To establish a connection please refer to the compose.yaml
file for credentials.
This section outline how to initialize the development environment of the project that are required to run the applications on Docker.
This project is built on Python-3.10 and it manages its dependencies using pip-tools
.
Follow the steps below and run the accompanying code snippets from the root of the project to set up the environment
(assuming you have python3
and python3-venv
installed):
- Set up the virtual environment and install the dependencies.
python3 -m venv ./venv
- Activate the virtual environment:
source venv/bin/activate
- (Optional) Make sure you have the correct version of
pip
installed:
pip3 install --upgrade pip==23.2.1
- Install
pip-tools
:
pip3 install pip-tools==7.3.0
- (Optional) Compile the consolidated dependency specification (
txt
) files:
pip-compile requirements/requirements.in && pip-compile requirements/requirements-dev.in
- Install the dependencies:
pip-sync requirements/requirements-dev.txt
- Install the pre-commit hooks:
pre-commit install
- Check if everything works by running the tests (ideally all tests should pass):
pytest
Alternatively you could run the test with coverage:
pytest --cov=src
- (Optional) For triggering a fresh build before running the containers locally:
docker compose up --build --no-cache
The project is structured as follows:
.
├── compose.yaml
├── ops_utils
│ ├── dockerfiles
│ │ ├── api.Dockerfile
│ │ ├── db.Dockerfile
│ │ └── etl.Dockerfile
│ ├── run_api.mk
│ ├── run_etl.mk
│ └── setenv.mk
├── README.md
├── requirements
│ ├── requirements-dev.in
│ ├── requirements-dev.txt
│ ├── requirements.in
│ └── requirements.txt
├── src
│ ├── pyproject.toml
│ ├── README.md
│ └── webscraper
│ ├── api
│ │ ├── endpoints.py
│ │ ├── __init__.py
│ │ └── models.py
│ ├── db
│ │ ├── init_db.py
│ │ ├── __init__.py
│ │ └── tables.py
│ ├── etl
│ │ ├── extraction.py
│ │ ├── __init__.py
│ │ ├── loading.py
│ │ ├── pipeline.py
│ │ └── transformation.py
│ ├── __init__.py
│ └── utils
│ ├── __init__.py
│ └── params.py
└── tests
├── conftest.py
├── test_api
│ └── test_endpoints.py
├── test_db
│ └── test_tables.py
└── test_etl
├── test_extraction.py
├── test_loading.py
├── test_pipeline.py
└── test_transformation.py

* **Given instruction 1**
In the records, take everything from the line containing "Pick out the timer" down to the line containing "pixel 744 365" and write those lines out again with "pin" swapped for "marker", leaving all else unchanged.

* **Data**
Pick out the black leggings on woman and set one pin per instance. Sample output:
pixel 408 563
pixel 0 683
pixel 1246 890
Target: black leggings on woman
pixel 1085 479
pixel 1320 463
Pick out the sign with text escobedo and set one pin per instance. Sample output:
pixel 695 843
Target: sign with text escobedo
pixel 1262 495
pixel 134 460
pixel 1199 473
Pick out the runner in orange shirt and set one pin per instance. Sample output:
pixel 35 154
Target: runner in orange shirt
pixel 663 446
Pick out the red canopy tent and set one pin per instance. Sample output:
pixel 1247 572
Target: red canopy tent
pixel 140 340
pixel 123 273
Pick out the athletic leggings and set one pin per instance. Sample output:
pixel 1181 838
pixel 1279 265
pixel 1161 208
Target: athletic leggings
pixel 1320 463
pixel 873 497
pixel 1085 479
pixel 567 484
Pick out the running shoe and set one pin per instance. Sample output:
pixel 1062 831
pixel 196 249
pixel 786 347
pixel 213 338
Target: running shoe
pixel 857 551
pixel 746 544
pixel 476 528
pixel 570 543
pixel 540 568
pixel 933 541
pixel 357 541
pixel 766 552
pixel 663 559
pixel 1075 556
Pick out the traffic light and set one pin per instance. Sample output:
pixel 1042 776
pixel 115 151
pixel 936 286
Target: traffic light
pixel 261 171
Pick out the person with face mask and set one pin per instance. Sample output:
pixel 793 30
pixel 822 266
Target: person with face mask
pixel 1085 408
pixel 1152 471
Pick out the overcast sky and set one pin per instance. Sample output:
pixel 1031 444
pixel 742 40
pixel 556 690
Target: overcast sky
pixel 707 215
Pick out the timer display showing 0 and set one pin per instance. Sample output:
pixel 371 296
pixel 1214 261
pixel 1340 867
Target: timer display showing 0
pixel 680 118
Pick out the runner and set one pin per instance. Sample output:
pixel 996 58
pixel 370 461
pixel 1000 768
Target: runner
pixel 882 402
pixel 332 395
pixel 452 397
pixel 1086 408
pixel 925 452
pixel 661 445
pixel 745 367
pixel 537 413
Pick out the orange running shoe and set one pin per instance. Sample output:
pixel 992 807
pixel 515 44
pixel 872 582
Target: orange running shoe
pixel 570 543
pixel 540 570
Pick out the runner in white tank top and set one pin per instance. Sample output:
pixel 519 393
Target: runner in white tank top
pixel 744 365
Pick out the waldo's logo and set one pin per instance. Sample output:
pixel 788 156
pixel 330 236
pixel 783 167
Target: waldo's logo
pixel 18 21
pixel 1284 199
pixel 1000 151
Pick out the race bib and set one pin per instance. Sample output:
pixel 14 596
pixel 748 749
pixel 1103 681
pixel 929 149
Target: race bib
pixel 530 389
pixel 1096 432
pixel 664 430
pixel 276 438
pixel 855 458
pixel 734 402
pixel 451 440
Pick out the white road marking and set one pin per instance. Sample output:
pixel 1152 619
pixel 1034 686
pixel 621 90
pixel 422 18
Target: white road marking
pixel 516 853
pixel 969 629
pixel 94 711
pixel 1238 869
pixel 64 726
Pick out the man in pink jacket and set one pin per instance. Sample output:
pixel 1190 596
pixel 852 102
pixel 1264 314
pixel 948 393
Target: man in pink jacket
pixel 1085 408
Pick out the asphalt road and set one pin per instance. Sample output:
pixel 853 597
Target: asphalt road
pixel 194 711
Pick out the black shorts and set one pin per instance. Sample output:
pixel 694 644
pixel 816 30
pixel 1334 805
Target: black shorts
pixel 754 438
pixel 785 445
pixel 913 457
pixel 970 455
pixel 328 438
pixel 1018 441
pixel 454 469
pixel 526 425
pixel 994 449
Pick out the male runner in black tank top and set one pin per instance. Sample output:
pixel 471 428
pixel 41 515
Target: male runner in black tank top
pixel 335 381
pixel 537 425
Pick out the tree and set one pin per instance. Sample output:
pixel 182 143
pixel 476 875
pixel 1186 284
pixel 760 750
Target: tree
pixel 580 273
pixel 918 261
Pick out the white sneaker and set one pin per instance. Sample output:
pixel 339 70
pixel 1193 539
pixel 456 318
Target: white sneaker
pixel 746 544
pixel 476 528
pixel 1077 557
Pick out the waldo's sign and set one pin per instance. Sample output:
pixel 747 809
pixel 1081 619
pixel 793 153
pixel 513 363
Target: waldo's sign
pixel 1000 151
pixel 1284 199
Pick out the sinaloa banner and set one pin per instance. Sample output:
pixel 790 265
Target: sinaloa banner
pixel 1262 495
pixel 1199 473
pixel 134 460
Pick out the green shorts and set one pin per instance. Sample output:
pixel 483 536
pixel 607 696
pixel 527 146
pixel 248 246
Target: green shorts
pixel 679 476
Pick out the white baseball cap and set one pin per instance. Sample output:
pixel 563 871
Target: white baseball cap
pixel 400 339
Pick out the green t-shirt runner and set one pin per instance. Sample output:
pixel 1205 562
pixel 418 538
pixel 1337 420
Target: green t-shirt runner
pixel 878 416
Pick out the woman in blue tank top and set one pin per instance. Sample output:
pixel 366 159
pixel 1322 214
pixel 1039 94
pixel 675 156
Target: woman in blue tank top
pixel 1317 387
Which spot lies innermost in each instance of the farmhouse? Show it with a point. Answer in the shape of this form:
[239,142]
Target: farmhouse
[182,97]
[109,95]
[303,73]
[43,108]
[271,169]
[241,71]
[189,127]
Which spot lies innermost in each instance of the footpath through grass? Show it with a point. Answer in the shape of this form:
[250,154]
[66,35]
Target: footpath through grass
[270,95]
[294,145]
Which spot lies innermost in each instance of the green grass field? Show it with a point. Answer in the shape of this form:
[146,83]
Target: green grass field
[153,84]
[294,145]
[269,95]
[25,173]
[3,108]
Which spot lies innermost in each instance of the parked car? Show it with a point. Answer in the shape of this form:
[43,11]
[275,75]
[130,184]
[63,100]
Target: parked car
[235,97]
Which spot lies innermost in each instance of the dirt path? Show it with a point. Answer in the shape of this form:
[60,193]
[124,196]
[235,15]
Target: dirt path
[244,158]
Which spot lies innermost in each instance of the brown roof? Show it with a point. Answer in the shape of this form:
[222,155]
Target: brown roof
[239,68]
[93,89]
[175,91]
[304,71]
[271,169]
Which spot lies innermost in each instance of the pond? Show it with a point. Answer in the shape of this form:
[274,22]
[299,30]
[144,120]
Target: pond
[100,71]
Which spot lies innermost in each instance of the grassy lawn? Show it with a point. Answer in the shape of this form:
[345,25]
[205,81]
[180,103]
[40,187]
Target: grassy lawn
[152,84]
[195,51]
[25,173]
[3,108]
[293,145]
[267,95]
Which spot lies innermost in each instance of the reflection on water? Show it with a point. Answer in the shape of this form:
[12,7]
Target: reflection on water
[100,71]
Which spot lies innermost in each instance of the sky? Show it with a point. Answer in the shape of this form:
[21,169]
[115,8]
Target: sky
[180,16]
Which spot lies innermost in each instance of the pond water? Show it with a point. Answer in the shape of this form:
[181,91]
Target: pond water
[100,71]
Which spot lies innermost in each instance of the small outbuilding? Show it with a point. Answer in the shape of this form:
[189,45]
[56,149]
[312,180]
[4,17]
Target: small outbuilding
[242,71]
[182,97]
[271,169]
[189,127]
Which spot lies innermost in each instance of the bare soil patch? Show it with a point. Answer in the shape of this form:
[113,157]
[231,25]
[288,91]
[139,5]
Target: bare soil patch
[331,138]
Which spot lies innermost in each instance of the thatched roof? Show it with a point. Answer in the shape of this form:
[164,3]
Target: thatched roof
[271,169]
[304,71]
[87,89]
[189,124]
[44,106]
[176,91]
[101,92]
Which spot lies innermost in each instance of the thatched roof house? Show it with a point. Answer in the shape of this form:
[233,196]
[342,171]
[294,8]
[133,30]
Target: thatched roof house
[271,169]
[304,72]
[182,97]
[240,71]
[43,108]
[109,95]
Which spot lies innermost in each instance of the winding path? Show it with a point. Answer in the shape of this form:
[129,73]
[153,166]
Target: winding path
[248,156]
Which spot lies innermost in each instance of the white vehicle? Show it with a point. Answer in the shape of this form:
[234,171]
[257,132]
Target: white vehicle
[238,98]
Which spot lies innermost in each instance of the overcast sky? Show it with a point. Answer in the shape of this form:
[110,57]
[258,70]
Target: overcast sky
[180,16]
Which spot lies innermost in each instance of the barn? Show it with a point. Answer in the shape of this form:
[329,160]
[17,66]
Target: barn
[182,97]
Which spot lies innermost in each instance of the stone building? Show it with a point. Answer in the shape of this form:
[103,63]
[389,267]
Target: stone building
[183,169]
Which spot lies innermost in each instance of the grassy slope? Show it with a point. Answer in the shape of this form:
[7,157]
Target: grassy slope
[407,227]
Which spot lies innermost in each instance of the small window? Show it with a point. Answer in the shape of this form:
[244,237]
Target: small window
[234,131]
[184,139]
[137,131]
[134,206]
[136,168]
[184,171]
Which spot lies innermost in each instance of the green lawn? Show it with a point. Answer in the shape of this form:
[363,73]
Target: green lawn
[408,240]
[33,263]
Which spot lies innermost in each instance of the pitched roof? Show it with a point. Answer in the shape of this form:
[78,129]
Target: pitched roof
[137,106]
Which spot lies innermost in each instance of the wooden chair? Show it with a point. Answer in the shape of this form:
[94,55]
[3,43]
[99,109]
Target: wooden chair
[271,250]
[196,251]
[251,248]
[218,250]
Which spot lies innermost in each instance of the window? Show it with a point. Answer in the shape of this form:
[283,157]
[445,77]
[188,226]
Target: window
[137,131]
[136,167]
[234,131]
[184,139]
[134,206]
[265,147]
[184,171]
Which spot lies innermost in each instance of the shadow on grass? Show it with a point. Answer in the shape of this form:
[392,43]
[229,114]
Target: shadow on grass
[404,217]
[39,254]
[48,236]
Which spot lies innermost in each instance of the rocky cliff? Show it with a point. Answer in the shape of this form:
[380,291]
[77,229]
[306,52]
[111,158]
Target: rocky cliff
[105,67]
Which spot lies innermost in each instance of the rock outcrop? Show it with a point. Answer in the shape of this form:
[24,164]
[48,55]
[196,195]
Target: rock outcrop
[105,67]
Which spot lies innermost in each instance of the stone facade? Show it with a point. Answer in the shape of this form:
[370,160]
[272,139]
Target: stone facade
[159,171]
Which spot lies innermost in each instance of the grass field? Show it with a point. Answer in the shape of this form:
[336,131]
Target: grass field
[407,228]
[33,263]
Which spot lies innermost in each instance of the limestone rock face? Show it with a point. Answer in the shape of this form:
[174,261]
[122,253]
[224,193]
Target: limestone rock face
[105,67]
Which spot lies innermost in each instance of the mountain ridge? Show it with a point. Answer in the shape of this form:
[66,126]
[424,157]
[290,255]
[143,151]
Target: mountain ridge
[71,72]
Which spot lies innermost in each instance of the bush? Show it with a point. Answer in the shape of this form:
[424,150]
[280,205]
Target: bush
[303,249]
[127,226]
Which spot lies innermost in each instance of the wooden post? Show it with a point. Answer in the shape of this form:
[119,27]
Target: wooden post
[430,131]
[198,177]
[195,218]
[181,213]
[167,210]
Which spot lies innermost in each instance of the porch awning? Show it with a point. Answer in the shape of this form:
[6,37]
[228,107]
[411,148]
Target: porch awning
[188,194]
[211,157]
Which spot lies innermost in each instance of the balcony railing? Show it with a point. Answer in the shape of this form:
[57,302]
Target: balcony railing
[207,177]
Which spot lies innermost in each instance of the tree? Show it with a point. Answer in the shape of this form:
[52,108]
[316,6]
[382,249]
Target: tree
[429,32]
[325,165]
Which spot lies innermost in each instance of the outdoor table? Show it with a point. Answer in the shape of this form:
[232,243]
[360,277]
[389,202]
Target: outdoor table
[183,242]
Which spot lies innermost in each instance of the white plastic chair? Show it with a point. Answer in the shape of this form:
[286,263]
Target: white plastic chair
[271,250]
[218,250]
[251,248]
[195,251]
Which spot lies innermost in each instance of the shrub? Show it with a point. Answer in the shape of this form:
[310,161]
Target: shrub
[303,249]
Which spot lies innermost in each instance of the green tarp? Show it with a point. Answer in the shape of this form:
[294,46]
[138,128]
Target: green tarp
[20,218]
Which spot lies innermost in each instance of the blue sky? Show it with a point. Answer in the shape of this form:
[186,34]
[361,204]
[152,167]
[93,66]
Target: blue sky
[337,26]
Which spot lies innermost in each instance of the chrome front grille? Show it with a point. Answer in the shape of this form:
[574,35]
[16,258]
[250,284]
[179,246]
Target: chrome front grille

* **Given instruction 2**
According to the project setup notes, which Python version is the project built on?

* **Correct output 1**
Pick out the timer display showing 0 and set one marker per instance. Sample output:
pixel 371 296
pixel 1214 261
pixel 1340 867
Target: timer display showing 0
pixel 680 118
Pick out the runner and set one marker per instance. Sample output:
pixel 996 58
pixel 370 461
pixel 1000 768
Target: runner
pixel 882 402
pixel 332 395
pixel 452 397
pixel 1086 408
pixel 925 452
pixel 661 445
pixel 745 367
pixel 537 413
Pick out the orange running shoe and set one marker per instance. Sample output:
pixel 992 807
pixel 515 44
pixel 872 582
Target: orange running shoe
pixel 570 543
pixel 540 570
Pick out the runner in white tank top and set one marker per instance. Sample output:
pixel 519 393
Target: runner in white tank top
pixel 744 365

* **Correct output 2**
Python-3.10